Exercise objective:
Return every record exactly as written.
==========
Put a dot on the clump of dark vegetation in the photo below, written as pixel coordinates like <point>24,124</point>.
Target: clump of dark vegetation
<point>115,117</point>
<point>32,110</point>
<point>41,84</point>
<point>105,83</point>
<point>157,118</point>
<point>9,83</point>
==========
Reply to the task:
Put a dot on the clump of dark vegetation in the photo below, written as pixel coordinates like <point>24,124</point>.
Target: clump of dark vegetation
<point>115,117</point>
<point>32,110</point>
<point>41,84</point>
<point>105,83</point>
<point>157,118</point>
<point>9,83</point>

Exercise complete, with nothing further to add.